**Records of labeled points:**
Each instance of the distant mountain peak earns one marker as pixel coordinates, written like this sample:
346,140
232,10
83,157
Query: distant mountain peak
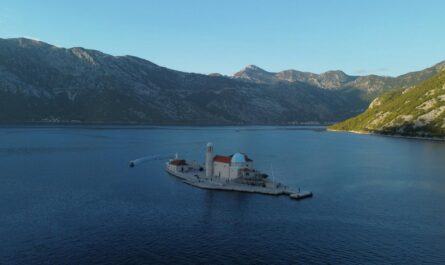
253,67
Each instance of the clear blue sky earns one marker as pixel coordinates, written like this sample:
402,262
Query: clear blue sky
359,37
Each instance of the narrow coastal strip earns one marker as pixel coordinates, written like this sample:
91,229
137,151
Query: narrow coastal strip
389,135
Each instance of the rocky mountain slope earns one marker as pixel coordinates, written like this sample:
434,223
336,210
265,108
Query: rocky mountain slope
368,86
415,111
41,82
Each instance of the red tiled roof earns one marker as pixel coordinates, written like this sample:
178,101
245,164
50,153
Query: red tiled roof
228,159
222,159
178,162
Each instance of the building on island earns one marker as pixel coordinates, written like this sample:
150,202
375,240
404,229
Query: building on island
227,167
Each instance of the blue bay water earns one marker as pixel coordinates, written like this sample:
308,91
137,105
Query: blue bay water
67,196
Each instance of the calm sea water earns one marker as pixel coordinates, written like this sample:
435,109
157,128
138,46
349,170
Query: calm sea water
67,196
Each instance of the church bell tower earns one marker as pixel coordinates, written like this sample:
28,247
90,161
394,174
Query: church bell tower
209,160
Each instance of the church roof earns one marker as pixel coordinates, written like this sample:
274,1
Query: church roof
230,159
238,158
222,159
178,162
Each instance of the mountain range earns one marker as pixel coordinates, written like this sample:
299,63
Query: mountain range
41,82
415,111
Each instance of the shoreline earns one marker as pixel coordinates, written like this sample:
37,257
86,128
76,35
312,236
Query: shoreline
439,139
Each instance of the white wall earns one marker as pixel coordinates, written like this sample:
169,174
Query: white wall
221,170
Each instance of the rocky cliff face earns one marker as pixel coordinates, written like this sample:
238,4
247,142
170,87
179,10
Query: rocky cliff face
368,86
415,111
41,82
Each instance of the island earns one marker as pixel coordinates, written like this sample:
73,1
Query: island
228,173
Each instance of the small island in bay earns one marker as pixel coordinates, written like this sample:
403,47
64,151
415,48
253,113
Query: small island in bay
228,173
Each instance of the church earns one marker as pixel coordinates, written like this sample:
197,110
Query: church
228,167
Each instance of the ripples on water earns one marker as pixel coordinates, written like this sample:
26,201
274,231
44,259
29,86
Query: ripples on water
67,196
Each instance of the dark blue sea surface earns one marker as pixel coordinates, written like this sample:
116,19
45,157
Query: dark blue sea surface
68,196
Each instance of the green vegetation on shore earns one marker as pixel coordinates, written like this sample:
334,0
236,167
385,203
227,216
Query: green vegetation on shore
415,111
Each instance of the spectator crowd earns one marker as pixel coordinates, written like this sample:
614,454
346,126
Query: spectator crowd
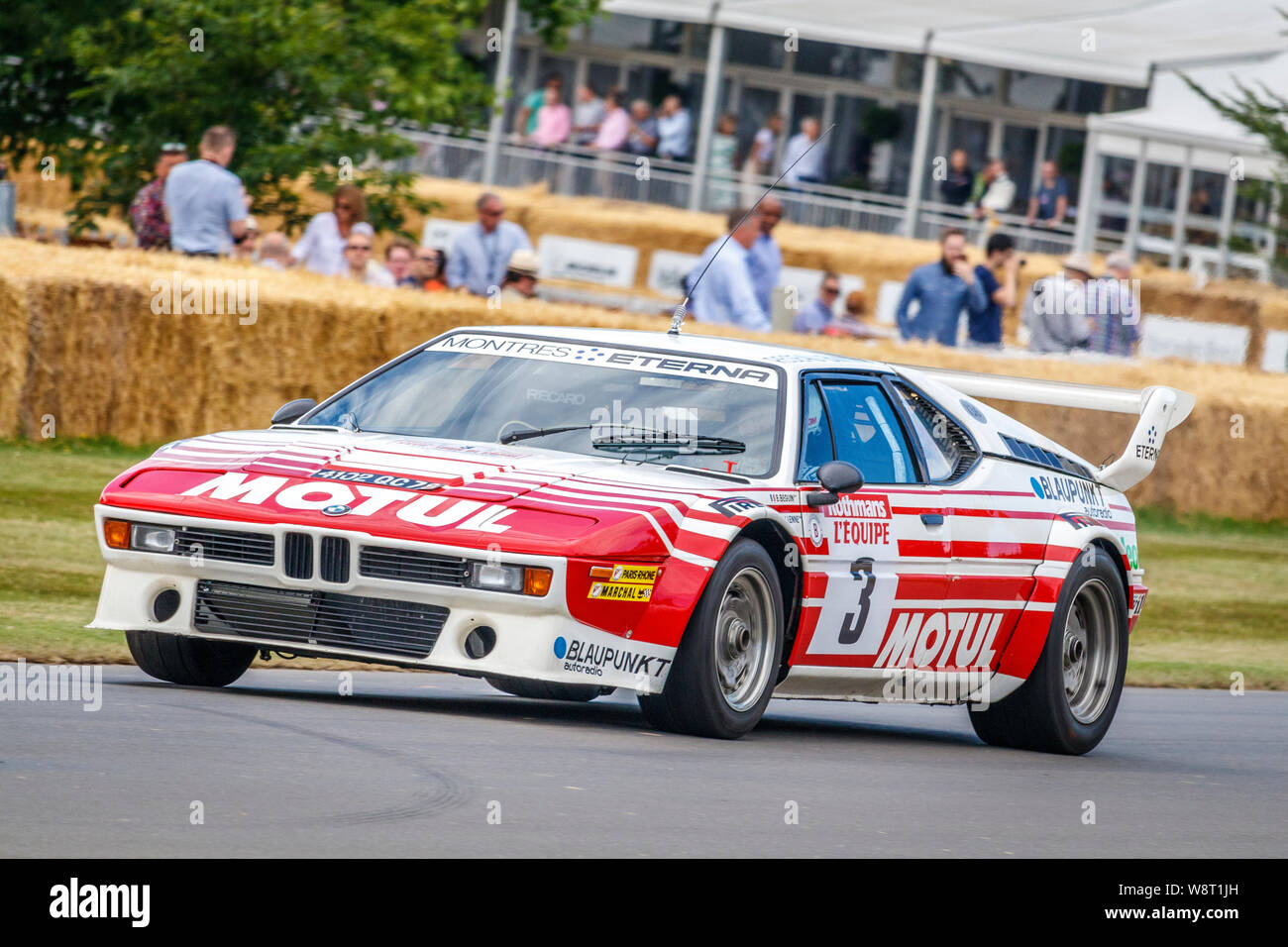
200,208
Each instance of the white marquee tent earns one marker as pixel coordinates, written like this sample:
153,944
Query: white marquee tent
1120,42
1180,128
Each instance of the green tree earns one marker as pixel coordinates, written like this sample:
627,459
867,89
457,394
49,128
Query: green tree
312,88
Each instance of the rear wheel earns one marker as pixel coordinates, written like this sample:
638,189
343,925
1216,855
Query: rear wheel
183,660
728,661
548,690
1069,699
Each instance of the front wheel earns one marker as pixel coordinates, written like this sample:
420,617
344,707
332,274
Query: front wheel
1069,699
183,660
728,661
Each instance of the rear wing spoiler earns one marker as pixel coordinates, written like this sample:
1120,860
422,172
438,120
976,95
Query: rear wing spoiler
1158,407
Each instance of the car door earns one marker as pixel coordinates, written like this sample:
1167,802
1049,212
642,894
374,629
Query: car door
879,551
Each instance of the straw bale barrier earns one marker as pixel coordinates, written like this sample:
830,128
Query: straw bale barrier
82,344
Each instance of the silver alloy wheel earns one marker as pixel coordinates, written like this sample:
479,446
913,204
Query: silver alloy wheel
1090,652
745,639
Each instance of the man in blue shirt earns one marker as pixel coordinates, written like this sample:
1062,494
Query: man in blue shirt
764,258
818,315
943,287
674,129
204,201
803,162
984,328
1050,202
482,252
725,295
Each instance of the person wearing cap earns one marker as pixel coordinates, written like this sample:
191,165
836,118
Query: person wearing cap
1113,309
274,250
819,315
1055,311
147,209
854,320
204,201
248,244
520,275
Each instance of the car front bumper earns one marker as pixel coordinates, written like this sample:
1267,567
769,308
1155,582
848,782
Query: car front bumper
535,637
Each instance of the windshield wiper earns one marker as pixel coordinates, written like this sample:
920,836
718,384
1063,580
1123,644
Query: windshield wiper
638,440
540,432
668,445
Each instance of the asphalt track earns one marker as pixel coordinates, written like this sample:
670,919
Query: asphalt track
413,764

---

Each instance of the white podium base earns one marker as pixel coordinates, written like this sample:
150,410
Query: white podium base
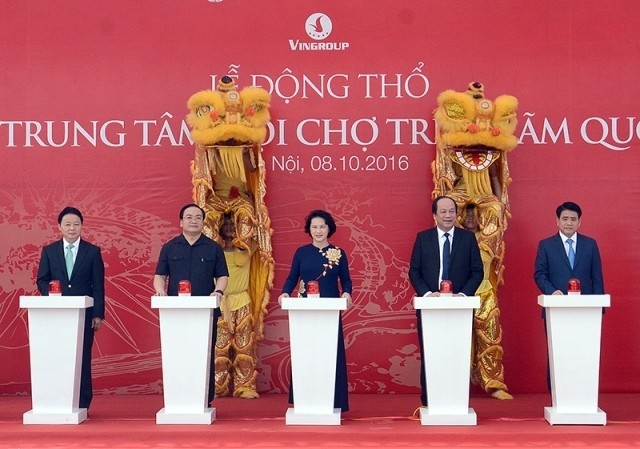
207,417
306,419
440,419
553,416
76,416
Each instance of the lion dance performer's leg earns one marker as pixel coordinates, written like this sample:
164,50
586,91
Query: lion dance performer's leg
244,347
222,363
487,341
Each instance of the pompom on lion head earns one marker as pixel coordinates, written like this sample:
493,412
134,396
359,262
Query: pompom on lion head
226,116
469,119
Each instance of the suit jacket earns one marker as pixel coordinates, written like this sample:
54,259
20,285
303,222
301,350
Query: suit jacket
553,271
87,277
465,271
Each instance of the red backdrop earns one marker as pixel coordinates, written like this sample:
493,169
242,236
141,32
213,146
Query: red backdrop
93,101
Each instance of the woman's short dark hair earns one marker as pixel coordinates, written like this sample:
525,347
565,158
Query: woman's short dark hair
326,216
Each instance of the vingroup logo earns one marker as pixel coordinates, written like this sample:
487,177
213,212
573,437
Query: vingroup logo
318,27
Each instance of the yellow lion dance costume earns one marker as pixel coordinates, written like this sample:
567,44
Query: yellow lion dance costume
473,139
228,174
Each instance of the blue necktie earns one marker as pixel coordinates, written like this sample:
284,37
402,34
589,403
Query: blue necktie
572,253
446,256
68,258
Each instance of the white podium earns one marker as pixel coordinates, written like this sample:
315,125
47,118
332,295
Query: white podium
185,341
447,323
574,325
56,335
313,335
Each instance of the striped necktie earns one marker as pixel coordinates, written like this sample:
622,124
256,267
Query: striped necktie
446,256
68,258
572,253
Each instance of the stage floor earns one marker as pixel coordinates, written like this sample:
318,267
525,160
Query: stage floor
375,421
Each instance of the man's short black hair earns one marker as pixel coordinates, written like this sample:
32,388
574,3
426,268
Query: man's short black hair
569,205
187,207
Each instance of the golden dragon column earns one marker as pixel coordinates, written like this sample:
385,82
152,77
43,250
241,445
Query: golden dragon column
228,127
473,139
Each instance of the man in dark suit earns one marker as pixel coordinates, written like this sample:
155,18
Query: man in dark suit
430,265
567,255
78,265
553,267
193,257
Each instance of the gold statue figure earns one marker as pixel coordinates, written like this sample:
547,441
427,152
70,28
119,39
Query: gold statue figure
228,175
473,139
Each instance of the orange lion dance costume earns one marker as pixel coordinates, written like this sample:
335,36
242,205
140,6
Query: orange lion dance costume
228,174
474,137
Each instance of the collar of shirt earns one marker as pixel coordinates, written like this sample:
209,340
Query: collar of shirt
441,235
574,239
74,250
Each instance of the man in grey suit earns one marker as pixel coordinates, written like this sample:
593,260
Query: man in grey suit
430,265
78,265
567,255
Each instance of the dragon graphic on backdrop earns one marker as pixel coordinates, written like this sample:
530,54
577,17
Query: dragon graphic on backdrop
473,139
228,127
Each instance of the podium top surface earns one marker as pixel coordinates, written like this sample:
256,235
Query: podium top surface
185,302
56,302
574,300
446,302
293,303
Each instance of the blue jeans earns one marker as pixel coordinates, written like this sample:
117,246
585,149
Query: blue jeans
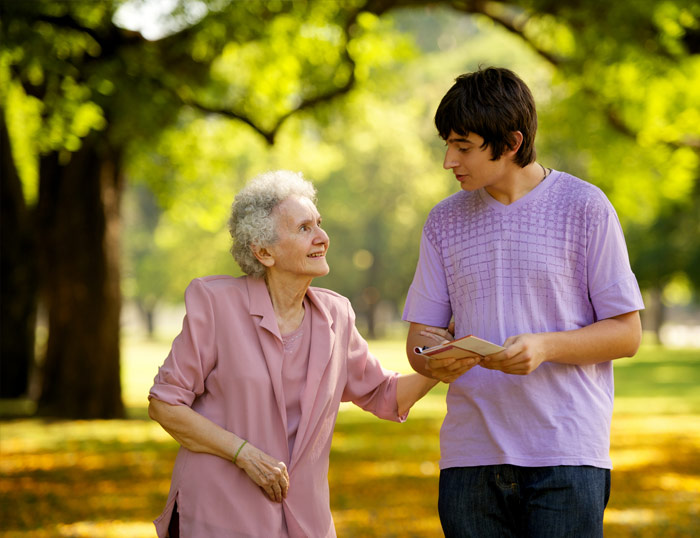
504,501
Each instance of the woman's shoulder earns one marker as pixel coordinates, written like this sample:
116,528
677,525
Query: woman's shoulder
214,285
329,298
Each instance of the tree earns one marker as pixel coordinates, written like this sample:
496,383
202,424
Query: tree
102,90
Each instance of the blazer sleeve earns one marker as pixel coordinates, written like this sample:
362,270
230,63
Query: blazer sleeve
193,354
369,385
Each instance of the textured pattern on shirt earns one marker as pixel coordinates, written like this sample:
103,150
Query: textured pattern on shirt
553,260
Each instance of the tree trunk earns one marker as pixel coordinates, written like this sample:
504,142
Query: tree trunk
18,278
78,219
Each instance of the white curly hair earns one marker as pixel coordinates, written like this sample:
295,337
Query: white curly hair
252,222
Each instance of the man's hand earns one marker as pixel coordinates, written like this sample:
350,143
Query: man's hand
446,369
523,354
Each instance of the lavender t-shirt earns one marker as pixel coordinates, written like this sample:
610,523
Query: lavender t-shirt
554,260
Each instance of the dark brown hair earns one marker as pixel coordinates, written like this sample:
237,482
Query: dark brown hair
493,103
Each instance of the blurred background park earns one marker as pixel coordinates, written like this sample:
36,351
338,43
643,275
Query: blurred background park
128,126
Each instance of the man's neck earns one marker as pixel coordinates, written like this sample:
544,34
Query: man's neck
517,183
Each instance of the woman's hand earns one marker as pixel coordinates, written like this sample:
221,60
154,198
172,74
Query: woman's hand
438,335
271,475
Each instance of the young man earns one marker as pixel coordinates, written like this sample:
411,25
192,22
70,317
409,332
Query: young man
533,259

---

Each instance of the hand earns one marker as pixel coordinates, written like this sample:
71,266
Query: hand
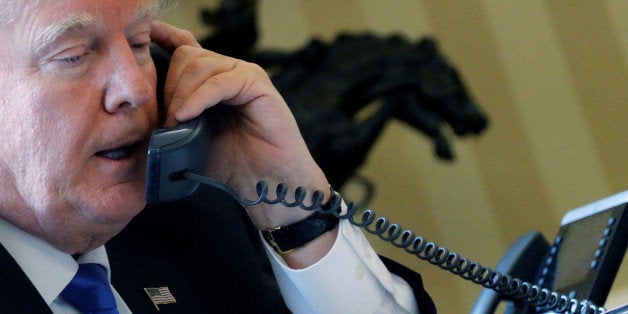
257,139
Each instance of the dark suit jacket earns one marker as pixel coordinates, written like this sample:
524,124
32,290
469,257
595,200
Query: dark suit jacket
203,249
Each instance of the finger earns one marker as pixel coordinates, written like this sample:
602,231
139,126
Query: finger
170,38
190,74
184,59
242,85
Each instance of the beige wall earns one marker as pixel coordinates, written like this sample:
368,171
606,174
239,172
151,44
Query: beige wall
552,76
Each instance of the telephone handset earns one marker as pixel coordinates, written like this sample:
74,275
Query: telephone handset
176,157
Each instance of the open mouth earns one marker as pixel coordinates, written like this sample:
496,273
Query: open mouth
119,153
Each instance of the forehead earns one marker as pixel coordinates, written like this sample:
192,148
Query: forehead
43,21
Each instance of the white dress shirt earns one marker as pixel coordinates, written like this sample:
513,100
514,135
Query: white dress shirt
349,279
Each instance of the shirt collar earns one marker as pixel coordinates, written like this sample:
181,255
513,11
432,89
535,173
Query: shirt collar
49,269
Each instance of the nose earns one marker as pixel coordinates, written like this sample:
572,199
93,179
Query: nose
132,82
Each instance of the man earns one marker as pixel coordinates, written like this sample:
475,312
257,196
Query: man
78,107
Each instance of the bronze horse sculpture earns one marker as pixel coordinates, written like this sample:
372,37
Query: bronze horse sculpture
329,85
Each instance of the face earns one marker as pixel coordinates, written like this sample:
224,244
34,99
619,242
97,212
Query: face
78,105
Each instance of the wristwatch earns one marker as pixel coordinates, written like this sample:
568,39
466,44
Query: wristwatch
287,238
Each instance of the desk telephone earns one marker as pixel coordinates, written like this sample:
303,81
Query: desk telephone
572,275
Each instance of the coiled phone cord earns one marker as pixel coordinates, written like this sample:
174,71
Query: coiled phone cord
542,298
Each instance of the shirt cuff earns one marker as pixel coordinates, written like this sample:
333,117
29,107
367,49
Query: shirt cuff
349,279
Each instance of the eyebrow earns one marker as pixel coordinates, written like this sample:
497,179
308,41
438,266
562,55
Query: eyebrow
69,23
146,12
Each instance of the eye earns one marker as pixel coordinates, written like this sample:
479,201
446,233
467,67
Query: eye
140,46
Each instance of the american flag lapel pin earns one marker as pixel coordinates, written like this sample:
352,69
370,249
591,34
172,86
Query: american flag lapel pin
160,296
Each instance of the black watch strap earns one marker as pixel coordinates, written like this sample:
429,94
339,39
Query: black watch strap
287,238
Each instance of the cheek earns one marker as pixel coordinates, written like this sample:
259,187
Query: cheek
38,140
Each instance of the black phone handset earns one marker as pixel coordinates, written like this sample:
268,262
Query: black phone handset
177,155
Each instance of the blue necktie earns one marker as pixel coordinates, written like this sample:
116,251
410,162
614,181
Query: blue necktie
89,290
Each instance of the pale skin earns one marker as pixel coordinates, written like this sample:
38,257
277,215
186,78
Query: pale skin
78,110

**WORK TO COMPLETE:** Pull out every line of the entries above that contains the word "tree" and copy each one in full.

**EXERCISE RESULT:**
Each instance of the green tree earns one marker as pixel coordinates, written like this sample:
Query: green tree
Each instance of the tree earns one marker as pixel coordinates, written like this sample:
Query: tree
Each instance of the tree trunk earns one marker as pixel coordinates, written like this sample:
Query: tree trunk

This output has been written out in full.